**Required task:**
Pull out every line of the data below that contains the string "girl". Case counts, so match it only with the same capitalization.

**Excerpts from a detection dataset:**
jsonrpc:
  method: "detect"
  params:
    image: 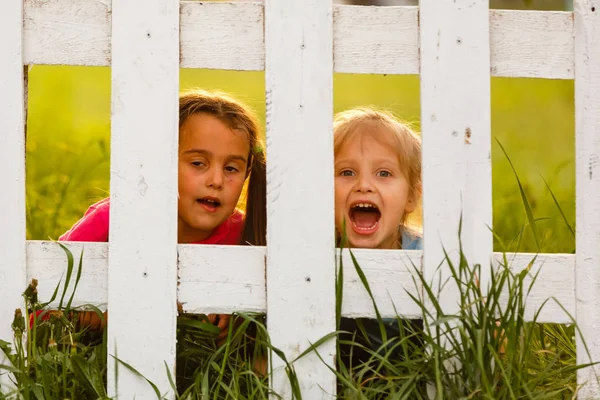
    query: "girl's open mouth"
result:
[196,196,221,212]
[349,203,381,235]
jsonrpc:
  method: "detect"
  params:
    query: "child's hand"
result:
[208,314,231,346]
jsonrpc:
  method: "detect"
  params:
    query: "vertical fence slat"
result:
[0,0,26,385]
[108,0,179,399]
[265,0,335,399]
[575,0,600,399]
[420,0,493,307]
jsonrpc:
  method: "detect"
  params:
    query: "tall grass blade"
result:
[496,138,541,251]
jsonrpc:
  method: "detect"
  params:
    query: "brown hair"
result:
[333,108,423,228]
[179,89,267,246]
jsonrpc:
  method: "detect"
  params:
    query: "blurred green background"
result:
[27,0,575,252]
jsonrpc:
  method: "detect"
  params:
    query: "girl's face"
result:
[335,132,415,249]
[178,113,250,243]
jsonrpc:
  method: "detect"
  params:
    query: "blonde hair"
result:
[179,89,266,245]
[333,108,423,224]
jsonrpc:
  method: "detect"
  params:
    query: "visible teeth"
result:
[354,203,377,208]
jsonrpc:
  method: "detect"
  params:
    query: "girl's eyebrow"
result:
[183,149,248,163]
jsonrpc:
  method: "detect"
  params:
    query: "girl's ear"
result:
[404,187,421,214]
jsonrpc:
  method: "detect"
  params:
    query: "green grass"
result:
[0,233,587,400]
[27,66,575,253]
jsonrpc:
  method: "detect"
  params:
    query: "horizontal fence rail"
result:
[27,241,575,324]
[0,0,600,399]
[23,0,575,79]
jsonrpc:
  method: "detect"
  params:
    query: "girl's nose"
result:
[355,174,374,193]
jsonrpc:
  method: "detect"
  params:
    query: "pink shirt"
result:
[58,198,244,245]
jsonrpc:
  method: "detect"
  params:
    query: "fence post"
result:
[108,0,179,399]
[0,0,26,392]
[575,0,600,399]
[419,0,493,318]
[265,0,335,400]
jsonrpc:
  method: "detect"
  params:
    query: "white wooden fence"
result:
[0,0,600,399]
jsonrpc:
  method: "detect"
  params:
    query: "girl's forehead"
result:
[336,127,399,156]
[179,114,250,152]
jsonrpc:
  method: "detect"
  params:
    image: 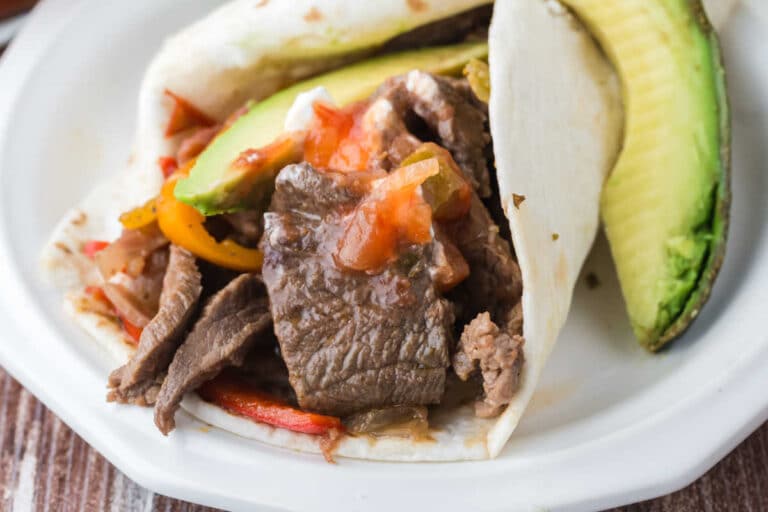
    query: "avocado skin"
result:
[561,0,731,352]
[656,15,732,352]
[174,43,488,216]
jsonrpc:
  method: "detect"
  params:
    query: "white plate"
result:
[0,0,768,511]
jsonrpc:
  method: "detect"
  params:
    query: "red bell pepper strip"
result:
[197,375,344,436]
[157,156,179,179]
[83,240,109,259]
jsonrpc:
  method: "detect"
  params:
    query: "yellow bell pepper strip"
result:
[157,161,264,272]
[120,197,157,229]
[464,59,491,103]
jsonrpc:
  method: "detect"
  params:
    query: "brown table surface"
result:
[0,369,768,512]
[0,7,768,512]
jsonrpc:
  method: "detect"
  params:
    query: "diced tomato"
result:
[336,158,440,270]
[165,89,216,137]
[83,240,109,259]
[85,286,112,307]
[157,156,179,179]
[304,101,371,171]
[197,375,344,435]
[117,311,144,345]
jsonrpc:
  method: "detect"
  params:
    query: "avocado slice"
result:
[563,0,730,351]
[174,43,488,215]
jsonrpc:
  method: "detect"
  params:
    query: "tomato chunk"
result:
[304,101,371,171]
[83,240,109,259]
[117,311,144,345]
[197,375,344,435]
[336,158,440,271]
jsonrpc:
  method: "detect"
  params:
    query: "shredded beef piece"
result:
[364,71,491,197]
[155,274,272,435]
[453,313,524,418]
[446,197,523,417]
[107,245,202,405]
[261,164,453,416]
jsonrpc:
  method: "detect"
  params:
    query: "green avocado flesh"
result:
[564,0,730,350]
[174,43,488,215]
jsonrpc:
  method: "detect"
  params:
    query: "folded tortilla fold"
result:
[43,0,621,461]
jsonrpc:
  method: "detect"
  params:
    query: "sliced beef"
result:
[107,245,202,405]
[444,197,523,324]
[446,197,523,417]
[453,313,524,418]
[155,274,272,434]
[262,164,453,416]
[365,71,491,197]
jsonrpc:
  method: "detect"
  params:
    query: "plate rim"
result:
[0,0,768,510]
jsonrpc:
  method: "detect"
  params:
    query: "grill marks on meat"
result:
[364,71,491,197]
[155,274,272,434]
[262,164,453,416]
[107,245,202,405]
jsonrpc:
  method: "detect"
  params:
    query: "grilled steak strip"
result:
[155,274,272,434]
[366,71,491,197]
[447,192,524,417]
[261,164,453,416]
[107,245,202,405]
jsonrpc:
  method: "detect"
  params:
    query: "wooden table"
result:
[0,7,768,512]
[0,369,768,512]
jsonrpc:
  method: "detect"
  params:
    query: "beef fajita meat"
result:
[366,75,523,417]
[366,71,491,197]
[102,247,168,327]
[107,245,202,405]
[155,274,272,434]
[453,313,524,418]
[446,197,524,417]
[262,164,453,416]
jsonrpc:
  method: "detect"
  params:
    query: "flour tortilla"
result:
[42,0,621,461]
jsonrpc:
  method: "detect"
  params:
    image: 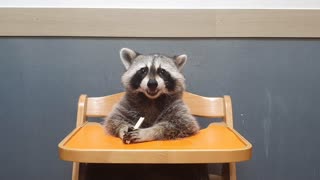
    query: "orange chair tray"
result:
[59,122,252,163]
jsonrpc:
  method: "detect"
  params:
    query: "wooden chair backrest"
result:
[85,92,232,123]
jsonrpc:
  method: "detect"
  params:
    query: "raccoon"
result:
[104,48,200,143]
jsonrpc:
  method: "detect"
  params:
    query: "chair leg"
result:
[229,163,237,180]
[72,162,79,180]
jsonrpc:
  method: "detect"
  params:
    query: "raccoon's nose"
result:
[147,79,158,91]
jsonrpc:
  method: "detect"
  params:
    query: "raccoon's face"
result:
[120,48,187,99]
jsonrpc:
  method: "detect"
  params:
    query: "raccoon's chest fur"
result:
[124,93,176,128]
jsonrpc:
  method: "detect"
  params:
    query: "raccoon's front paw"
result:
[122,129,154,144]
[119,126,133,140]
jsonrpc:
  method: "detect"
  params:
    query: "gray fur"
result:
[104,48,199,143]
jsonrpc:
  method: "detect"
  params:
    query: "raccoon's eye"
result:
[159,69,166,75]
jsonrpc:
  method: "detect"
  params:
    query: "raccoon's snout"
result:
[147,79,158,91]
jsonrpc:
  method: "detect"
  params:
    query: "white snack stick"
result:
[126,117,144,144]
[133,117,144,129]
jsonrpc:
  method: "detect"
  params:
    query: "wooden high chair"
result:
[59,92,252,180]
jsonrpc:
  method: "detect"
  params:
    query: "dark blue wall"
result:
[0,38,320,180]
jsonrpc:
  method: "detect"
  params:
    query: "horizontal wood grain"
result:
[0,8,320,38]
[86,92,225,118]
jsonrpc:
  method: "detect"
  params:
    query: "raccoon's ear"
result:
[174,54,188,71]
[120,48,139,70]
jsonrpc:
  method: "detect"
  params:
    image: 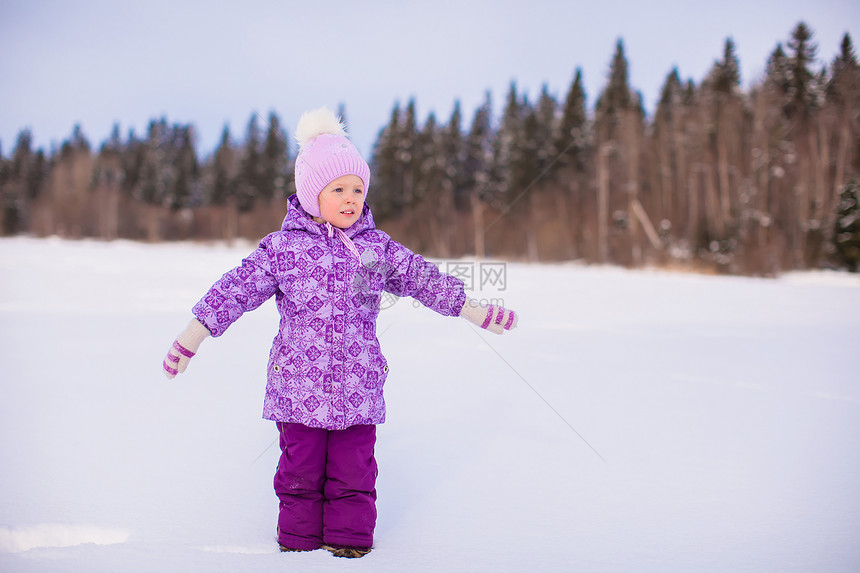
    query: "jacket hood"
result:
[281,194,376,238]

==

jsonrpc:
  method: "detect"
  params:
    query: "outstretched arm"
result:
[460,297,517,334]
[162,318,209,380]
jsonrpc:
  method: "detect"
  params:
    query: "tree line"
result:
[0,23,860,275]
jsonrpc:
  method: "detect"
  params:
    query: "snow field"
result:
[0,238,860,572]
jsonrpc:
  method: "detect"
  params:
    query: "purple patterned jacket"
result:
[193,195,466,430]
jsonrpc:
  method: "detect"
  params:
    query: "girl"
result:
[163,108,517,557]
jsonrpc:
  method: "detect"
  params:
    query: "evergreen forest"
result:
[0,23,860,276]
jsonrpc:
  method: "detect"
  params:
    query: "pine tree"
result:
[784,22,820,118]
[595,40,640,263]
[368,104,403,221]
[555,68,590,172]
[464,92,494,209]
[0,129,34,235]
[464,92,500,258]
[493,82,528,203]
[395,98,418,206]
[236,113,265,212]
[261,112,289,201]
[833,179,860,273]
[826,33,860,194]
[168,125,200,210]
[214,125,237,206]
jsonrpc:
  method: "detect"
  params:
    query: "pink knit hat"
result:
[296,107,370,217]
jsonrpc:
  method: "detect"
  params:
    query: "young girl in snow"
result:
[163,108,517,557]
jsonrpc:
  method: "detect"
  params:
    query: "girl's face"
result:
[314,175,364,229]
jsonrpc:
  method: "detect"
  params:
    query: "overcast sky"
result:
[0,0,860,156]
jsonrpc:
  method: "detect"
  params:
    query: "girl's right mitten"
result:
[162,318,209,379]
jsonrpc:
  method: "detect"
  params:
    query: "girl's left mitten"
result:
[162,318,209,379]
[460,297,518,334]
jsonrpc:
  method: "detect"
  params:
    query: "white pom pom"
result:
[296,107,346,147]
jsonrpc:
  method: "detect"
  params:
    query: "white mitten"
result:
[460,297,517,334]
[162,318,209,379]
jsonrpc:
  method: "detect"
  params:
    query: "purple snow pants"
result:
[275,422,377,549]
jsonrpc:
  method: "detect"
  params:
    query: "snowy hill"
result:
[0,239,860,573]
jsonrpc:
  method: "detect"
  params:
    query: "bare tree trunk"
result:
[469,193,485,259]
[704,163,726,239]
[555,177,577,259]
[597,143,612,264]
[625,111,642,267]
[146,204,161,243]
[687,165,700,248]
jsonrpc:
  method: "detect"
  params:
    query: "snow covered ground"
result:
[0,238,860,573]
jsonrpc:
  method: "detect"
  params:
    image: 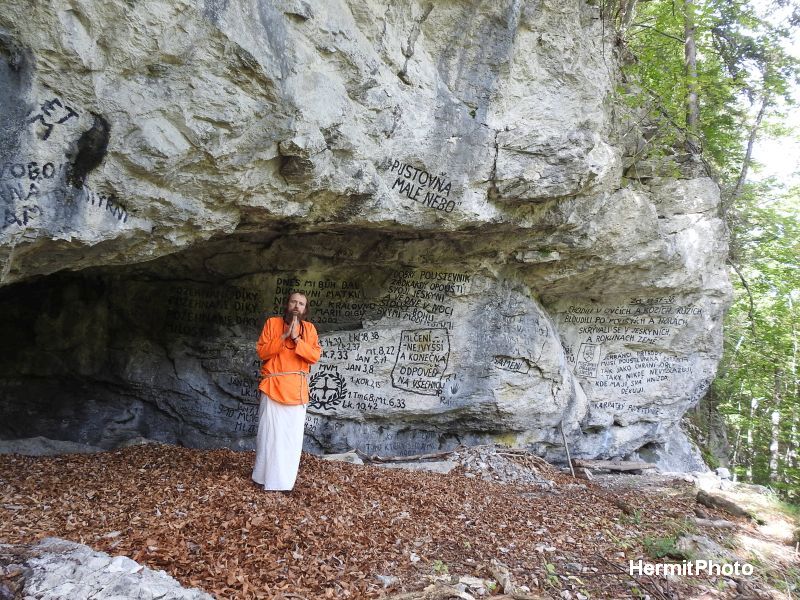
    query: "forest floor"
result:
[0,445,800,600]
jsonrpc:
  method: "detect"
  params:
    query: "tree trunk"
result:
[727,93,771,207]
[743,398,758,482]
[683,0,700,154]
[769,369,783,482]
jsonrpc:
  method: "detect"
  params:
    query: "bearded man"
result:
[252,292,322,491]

...

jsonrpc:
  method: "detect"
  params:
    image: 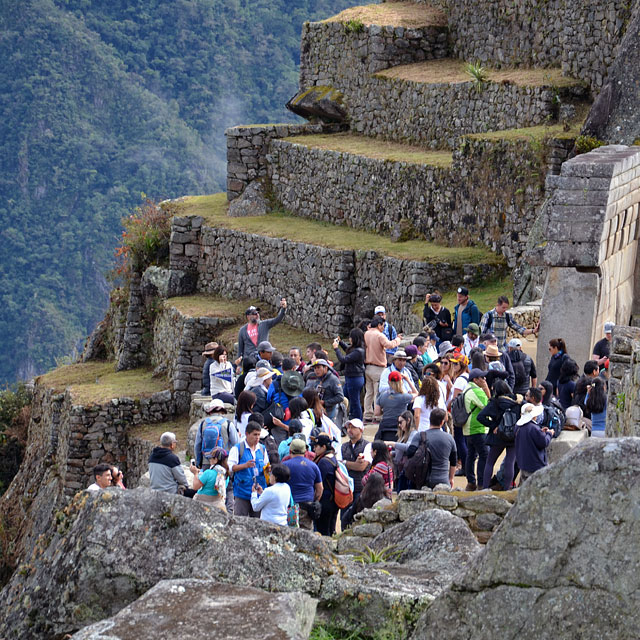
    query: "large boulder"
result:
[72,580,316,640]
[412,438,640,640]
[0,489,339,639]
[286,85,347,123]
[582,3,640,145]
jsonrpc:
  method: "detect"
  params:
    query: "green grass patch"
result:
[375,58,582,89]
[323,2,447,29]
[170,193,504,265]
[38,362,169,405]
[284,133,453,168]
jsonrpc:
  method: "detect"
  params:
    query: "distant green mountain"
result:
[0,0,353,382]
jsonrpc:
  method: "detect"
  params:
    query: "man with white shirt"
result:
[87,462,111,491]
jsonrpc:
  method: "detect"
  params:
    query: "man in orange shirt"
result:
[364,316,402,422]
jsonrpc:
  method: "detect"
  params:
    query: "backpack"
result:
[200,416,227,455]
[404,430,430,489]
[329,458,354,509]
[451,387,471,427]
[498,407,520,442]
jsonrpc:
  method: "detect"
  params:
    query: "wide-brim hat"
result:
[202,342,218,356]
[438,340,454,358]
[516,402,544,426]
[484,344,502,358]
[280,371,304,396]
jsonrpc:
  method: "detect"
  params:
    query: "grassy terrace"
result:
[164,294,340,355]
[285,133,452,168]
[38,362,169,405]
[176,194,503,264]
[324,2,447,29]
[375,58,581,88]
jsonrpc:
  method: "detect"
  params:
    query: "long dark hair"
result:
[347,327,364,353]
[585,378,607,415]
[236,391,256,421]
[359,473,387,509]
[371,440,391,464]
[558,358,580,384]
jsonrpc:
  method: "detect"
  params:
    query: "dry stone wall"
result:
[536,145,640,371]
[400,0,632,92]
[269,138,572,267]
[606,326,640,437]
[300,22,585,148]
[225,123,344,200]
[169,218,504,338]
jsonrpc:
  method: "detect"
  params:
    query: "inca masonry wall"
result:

**Expected output:**
    query: "girl's open mouth"
    query: "girl's face"
    query: "girl's eyebrow"
    query: "girl's ear"
    query: "girl's nose"
    query: "girl's forehead"
    query: "girl"
    query: "young girl in snow"
    query: "girl's face"
    query: "girl's right mitten"
    query: "girl's left mitten"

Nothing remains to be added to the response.